> [Lesetext]:
In einem Artikel der "Zeit" über das gemeinsame Statement von Heiko Maas und Angelina Jolie fehlt übrigens die Erwähnung männlicher Opfer.
5. Der Mythos vom Durchschnittsmann als jemand, der Frauen sein sexuelles Begehren aufdrückt, bröckelt weiter: Einer aktuellen Studie zufolge lassen Männer, anders als Frauen, deutlich weniger sexuelles Interesse erkennen, als sie tatsächlich empfinden, halten entsprechende Signale also eher zurück.
6. In den USA hat die Regierung Trump gegen ein von der Männerrechtsbewegung erstrittenes Gerichtsurteil, das es als nicht verfassungsmäßig befand, allein Männer ins Militär zu zwingen, Berufung eingelegt.
7. Das feministische Veganer-Café in Australien, in dem Männer 18 Prozent mehr bezahlen müssen als Frauen, geht pleite. In einem auf Facebook veröffentlichten Abschieds-Posting heißt es:
"Diese Männersteuer hat das Internet förmlich in die Luft gejagt: eine Idee, die wir nicht für allzu radikal hielten, aber die Art und Weise, wie die Welt reagierte, zeigte uns, wie zerbrechlich Männlichkeit ist, und verfestigte die Notwendigkeit, dass wir uns dem Patriarchat stellen und es abbauen müssen."
8. Die CDU will für Frauen attraktiver werden und dazu dem Mitgliederbeauftragten Henning Otte zufolge stärker auf die Vereinbarkeit von Familie und Beruf achten. Darüber berichtet die Frankfurter Allgemeine. Otte zufolge werde "ein ansprechendes Umfeld mit einem vielfältigen Themenkatalog bei Frauen positiver aufgenommen als eine Frontal-Veranstaltung mit politischen Berichten, ohne die Möglichkeit, kommunikativ zu arbeiten."
In dem Artikel heißt es weiter:
Auf die Frage, was er von einer verpflichtenden Frauenquote halte, zeigte sich der CDU-Mitgliederbeauftragte Otte zurückhaltend. Die CDU sei "geprägt vom freiwilligen Engagement. Wir überprüfen uns jedoch, ob diese Methoden auch wirksam sind". Nach einem Parteitagsbeschluss gilt ein Frauenquorum. Demnach sollen Frauen an Parteiämtern und an öffentlichen Mandaten mindestens zu einem Drittel beteiligt sein.
(...) Die FDP lehnt eine Quote ebenfalls ab. Um für Frauen attraktiver zu werden, müsse die Parteiarbeit modernisiert werden, fordert die Vorsitzende der Jungen Liberalen, Ria Schröder. Es sollte mehr Möglichkeiten geben, sich an der Parteiarbeit online zu beteiligen. Und es müsse auch nicht immer der "typische Stammtisch jeden Mittwochabend um 20 Uhr in der Kneipe um die Ecke" sein. Für einen Brunch am Wochenende hätten vielleicht auch Mütter Zeit.

> [Aufgabenstellung]: Um wie viel Prozent mehr als Frauen müssen Männer laut dem Lesetext in dem feministischen Veganer-Café in Australien bezahlen? Die gespeicherten Daten werden für die Bearbeitung nicht benötigt.

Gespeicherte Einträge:
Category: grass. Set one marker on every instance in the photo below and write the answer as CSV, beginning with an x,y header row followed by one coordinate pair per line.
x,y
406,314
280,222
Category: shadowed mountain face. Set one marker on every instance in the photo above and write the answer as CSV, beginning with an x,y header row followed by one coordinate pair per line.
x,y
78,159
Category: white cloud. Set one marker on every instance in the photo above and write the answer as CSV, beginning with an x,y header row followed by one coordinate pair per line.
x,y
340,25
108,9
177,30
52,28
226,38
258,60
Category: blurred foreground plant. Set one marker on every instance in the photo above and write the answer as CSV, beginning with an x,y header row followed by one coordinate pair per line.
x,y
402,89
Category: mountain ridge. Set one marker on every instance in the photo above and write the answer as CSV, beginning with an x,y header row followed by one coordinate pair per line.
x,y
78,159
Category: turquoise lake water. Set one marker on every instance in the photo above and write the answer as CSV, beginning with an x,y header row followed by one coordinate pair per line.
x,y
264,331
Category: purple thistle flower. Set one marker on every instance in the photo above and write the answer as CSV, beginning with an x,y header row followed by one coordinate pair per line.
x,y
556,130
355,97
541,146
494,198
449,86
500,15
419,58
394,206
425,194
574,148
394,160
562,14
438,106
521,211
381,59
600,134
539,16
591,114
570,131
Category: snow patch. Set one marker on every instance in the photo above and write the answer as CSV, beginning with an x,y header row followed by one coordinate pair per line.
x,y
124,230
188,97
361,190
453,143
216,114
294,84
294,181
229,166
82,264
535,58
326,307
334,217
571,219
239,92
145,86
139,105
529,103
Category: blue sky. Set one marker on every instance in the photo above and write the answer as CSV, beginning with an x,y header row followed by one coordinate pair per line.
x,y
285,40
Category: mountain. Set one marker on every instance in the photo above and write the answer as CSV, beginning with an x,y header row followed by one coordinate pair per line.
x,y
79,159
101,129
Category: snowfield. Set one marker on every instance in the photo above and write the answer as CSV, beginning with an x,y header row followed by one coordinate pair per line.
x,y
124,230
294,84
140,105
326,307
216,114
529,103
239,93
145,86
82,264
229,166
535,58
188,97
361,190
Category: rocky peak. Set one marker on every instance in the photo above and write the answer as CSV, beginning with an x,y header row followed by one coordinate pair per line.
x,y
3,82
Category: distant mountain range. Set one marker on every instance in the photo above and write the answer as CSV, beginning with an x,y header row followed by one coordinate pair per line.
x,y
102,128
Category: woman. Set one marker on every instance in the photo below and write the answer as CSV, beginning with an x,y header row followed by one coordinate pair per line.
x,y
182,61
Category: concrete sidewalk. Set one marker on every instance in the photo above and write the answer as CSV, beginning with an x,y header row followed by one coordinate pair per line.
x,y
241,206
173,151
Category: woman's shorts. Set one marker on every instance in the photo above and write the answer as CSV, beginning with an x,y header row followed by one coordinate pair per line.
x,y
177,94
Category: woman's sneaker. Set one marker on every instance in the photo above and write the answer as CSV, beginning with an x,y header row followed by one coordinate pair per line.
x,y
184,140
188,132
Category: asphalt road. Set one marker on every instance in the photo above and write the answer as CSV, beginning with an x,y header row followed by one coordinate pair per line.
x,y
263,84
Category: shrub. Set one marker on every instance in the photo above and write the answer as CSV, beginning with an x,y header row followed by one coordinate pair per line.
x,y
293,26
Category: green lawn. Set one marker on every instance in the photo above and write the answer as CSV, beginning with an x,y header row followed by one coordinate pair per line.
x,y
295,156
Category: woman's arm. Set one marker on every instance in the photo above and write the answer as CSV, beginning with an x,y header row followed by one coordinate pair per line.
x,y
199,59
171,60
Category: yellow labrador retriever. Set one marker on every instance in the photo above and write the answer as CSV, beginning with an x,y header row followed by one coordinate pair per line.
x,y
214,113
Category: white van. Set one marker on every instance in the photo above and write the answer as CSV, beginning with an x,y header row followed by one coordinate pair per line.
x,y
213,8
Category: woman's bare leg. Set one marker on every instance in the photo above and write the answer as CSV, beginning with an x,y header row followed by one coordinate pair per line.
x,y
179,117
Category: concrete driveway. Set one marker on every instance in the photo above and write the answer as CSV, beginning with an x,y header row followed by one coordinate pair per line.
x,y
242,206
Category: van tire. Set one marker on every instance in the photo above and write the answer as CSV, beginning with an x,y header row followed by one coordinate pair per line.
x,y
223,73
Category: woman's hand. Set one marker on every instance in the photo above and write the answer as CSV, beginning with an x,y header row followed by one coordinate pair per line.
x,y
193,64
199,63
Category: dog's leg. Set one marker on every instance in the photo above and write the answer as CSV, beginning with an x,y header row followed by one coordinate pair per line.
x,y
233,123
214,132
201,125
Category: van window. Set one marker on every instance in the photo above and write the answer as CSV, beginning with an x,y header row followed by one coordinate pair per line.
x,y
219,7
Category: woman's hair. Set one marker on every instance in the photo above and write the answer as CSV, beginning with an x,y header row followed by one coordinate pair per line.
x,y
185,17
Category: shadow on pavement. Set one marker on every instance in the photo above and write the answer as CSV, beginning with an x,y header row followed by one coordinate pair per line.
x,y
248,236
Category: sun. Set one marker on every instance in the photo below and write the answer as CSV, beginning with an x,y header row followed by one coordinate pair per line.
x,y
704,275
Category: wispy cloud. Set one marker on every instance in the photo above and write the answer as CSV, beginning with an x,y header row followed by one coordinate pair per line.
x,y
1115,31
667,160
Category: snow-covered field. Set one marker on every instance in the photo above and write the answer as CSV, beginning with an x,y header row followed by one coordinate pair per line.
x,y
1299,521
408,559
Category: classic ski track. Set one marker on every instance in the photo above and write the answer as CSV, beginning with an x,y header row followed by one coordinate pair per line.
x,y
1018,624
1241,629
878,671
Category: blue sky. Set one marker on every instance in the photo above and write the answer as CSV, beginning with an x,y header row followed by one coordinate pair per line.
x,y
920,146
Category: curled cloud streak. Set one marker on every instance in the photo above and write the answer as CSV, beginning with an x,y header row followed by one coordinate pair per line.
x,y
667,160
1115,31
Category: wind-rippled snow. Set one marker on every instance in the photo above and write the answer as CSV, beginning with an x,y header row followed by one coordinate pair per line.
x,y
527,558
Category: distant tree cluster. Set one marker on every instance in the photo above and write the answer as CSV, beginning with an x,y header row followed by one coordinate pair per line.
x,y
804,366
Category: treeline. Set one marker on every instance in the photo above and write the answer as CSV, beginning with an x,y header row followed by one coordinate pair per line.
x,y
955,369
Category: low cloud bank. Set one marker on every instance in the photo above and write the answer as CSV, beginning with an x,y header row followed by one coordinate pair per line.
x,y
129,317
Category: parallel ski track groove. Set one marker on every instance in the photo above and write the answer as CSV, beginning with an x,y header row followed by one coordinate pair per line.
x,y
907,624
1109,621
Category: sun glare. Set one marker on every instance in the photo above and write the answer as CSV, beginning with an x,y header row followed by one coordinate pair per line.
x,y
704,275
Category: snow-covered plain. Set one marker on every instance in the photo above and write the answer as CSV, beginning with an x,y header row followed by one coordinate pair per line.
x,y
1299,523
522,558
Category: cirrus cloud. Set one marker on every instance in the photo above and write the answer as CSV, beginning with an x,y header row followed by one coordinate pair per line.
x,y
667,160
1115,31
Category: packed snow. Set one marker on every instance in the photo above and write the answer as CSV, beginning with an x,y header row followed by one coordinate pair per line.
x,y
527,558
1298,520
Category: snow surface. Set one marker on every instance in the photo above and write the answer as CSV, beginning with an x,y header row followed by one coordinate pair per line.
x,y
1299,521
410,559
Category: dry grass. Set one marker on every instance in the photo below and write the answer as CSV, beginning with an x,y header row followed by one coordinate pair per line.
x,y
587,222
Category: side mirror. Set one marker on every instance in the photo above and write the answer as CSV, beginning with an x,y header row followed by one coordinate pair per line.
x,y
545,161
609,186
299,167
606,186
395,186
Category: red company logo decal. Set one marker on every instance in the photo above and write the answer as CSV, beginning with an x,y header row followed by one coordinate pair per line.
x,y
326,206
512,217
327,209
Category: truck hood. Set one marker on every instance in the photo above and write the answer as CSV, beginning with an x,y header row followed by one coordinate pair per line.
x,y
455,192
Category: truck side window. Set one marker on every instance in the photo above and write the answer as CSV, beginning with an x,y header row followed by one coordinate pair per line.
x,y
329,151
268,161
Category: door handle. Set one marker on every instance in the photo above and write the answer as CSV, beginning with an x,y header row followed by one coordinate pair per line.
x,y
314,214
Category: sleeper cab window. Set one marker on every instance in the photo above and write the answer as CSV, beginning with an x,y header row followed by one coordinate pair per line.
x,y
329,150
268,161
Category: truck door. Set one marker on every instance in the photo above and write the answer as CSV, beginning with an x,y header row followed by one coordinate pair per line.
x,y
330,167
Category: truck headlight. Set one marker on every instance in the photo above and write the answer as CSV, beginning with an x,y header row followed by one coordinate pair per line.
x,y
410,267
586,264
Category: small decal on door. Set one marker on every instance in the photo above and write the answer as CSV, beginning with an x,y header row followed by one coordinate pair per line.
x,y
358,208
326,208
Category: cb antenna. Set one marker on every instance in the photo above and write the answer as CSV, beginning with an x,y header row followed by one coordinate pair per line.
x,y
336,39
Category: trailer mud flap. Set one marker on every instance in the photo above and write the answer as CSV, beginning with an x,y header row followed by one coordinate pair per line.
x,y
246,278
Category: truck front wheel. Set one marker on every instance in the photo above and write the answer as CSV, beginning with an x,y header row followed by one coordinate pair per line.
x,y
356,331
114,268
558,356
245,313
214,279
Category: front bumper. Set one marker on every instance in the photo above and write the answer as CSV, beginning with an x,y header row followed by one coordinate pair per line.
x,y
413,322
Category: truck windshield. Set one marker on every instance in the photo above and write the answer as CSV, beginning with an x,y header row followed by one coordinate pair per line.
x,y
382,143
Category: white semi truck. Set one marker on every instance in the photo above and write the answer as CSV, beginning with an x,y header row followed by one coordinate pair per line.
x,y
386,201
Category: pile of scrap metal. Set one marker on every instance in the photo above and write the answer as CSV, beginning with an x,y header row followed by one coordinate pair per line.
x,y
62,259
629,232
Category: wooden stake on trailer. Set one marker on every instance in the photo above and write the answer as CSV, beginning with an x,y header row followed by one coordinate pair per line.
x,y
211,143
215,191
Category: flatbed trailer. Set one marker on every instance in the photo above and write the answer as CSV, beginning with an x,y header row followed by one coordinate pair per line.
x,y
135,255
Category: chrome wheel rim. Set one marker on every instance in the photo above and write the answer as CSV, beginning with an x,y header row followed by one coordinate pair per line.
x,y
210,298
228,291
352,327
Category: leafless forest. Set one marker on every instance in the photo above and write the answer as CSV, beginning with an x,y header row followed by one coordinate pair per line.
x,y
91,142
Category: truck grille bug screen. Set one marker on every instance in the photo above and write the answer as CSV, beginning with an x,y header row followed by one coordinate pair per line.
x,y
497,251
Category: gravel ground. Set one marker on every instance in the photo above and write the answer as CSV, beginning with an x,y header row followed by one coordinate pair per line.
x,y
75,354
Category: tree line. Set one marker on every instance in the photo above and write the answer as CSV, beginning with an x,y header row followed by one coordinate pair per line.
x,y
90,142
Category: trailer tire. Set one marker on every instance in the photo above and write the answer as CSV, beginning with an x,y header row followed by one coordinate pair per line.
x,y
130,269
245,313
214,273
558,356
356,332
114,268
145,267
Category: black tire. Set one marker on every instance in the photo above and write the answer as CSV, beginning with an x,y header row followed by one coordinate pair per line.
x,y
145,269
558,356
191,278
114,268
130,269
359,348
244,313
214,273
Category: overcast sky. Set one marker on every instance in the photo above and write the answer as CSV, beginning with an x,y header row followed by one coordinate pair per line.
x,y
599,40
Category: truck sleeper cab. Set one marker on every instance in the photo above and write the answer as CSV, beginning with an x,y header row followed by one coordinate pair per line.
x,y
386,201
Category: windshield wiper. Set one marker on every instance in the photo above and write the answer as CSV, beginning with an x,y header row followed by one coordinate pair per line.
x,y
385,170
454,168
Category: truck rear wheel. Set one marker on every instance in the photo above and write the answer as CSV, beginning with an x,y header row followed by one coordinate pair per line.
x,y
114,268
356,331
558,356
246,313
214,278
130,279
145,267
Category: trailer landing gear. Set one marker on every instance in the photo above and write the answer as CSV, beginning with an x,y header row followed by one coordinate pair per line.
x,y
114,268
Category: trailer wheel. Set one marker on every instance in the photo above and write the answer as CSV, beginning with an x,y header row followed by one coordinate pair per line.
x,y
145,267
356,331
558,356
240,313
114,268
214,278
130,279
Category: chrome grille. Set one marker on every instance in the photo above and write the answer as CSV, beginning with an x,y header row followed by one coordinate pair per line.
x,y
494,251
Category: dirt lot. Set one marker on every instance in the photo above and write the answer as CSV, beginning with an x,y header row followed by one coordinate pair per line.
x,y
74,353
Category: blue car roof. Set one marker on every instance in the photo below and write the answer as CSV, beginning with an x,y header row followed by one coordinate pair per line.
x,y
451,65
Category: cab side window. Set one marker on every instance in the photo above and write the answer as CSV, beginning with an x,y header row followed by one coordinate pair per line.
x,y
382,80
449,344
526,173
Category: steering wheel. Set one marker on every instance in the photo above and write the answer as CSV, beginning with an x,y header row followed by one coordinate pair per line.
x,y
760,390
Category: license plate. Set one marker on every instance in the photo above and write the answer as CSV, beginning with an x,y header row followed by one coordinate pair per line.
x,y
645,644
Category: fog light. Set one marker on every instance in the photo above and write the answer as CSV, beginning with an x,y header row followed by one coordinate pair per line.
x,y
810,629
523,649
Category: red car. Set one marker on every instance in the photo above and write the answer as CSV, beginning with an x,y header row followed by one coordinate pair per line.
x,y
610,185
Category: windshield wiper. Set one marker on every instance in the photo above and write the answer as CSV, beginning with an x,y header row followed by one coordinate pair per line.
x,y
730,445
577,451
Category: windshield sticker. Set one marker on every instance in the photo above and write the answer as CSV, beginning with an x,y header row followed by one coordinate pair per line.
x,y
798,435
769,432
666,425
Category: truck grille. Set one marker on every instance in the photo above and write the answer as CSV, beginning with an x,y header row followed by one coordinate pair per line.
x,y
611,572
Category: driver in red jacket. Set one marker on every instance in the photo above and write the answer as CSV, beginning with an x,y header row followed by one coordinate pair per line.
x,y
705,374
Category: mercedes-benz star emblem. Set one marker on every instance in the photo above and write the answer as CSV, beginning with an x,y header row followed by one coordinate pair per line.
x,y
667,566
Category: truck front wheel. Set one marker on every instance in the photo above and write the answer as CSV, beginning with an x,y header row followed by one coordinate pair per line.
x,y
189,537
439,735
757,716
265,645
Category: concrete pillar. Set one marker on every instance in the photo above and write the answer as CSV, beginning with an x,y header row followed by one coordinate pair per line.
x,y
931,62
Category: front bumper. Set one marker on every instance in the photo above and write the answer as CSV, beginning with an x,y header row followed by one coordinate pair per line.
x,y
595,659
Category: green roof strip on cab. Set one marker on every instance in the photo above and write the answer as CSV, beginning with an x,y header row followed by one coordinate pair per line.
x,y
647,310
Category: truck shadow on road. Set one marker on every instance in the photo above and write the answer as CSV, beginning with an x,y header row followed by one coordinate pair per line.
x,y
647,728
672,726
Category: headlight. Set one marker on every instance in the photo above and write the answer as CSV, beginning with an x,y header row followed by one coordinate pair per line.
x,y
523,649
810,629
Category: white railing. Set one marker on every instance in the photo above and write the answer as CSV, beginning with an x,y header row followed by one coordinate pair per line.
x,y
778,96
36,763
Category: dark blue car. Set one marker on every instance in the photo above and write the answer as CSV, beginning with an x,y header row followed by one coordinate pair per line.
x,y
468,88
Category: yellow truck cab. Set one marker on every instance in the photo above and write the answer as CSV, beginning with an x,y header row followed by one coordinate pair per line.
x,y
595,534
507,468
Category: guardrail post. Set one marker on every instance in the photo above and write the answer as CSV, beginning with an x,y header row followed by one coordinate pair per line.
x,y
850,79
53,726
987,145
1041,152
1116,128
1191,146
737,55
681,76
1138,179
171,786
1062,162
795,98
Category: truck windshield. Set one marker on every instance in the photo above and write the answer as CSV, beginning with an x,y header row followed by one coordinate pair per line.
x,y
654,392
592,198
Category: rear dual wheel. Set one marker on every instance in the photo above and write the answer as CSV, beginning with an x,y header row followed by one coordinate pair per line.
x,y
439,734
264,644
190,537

> [Lösung]: Männer müssen dort 18 Prozent mehr bezahlen als Frauen.